(Vorgegebener Text):
'''

Artikel 37 der Verfassung

Es handelt sich um einen zahlungspflichtigen Artikel. Daher nicht für alle sichtbar. Schade.

Aber ich halte so einen „Zustand“ für politisch Interessierte nicht für unwesentlich. Daher habe ich den Text hier kopiert.

Artikel 37 der Verfassung, na und? Demokratie stirbt an Schlamperei.

Hauptsache, hell und luftig. Der Bundesrat hat im umgebauten Parlament einen neuen Raum. Er ist nicht gesetzeskonform. Warum das niemanden gestört hat.

Jetzt etwas ganz anderes. Etwas, was unwichtig scheinen mag, die Aufmerksamkeit nicht wert sein muss. Dennoch etwas, was viel über unseren Umgang mit Regeln, Demokratie, dem in Verruf geratenen „System“ und über unseren Hang auf allen politischen und gesellschaftlichen Ebenen, die Dinge „nicht so eng zu sehen“, aussagt.

Immerhin geht es um den Umgang mit der Bundesverfassung, der „Schönen“ (© Bundespräsident Van der Bellen), um die Zweite Kammer des Parlaments, den Bundesrat sowie um die Amtsführung von Nationalratspräsident Wolfgang Sobotka.

Viele werden das jetzt für eine Lappalie halten. In Wahrheit jedoch geht es um Artikel 37 Absatz 3 der Bundesverfassung und die Frage, ob von der Parlamentsführung, dem Präsidium plus den Klub­obleuten der fünf Fraktionen willentlich und wissentlich dagegen verstoßen wurde und wird.

Besagter Artikel verfügt nämlich: „Die Sitzungen des Bundesrates sind öffentlich.“ Nur, die Öffentlichkeit hat seit der Übersiedlung der Zweiten Kammer in das alte Lokal 6, den Budgetsaal, dort keinen Platz mehr. Sollten sich jedoch einige Mitglieder dieser Öffentlichkeit dorthin verirren, müssten sie sich stehend an die Wand drängen und die Augen schließen, damit sie nicht versucht sind, in die Unterlagen der bundesrätlichen Hinterbänkler zu blicken.

'''

Gespeicherte Dateneinträge
'''

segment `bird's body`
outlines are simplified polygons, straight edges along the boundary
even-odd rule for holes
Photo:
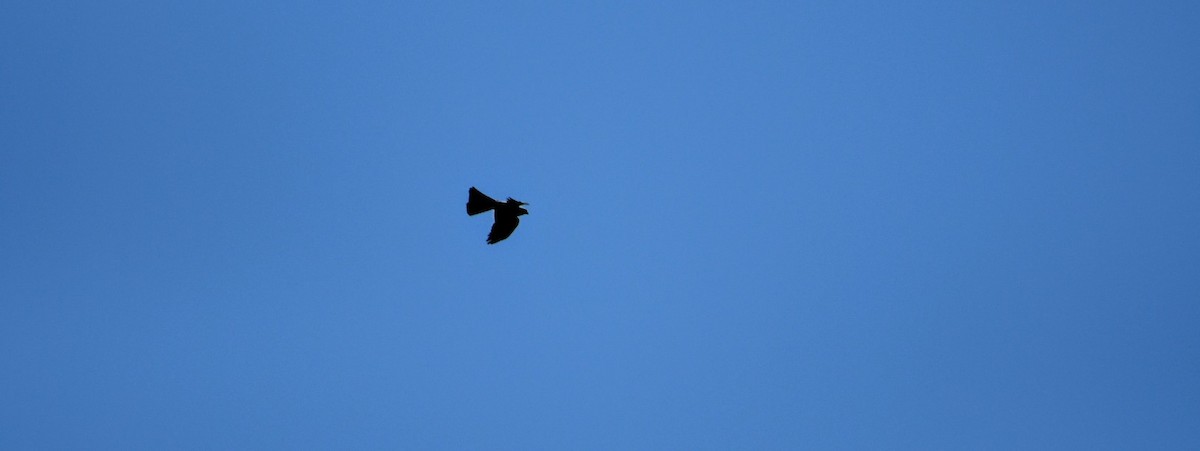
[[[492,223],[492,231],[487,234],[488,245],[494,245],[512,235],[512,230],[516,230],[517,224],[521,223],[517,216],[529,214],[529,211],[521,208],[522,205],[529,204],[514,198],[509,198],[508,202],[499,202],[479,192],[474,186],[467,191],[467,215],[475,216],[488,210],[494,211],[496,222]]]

'''
'''

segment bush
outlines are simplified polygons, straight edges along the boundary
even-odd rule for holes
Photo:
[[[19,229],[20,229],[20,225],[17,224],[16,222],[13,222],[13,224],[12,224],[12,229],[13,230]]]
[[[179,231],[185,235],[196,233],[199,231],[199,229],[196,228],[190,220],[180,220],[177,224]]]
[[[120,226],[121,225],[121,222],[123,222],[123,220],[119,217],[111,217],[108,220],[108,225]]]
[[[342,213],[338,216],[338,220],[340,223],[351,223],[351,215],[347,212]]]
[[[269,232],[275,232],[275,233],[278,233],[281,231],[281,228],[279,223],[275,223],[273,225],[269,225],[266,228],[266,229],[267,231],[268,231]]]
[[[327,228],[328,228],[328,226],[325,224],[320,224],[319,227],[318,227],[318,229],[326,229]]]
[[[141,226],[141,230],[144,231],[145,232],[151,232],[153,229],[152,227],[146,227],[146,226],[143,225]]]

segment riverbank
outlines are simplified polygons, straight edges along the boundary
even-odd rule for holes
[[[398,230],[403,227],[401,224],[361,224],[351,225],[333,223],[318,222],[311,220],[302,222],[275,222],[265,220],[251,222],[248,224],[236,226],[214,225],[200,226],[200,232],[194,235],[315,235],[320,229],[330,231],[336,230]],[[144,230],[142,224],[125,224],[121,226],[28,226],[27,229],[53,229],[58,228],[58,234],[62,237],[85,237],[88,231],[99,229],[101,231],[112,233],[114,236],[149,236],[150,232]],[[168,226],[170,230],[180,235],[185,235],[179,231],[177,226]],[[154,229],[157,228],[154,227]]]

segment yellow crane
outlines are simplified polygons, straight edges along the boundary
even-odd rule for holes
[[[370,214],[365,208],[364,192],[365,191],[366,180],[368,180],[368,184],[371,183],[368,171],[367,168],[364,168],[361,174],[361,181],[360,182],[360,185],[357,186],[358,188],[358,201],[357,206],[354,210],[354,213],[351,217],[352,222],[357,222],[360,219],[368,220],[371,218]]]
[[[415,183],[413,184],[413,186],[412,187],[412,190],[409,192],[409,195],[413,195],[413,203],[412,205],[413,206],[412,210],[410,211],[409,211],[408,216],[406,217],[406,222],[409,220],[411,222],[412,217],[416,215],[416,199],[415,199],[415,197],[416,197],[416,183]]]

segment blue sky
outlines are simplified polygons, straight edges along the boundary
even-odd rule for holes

'''

Entscheide, ob die Aussagen (a) bis (c) mit dem Text über Artikel 37 der Verfassung übereinstimmen, und antworte jeweils mit Ja oder Nein samt den entscheidenden Worten des Textes als wörtlichem Zitat. (a) Der genannte Artikel legt fest, dass die Sitzungen des Bundesrates öffentlich sind. (b) Der Bundesrat ist in das alte Lokal 3 übersiedelt. (c) Der neue Raum des Bundesrates wird als gesetzeskonform bezeichnet.

(Lösung):
(a) Ja: „Besagter Artikel verfügt nämlich: „Die Sitzungen des Bundesrates sind öffentlich.““
(b) Nein: „seit der Übersiedlung der Zweiten Kammer in das alte Lokal 6, den Budgetsaal“
(c) Nein: „Er ist nicht gesetzeskonform.“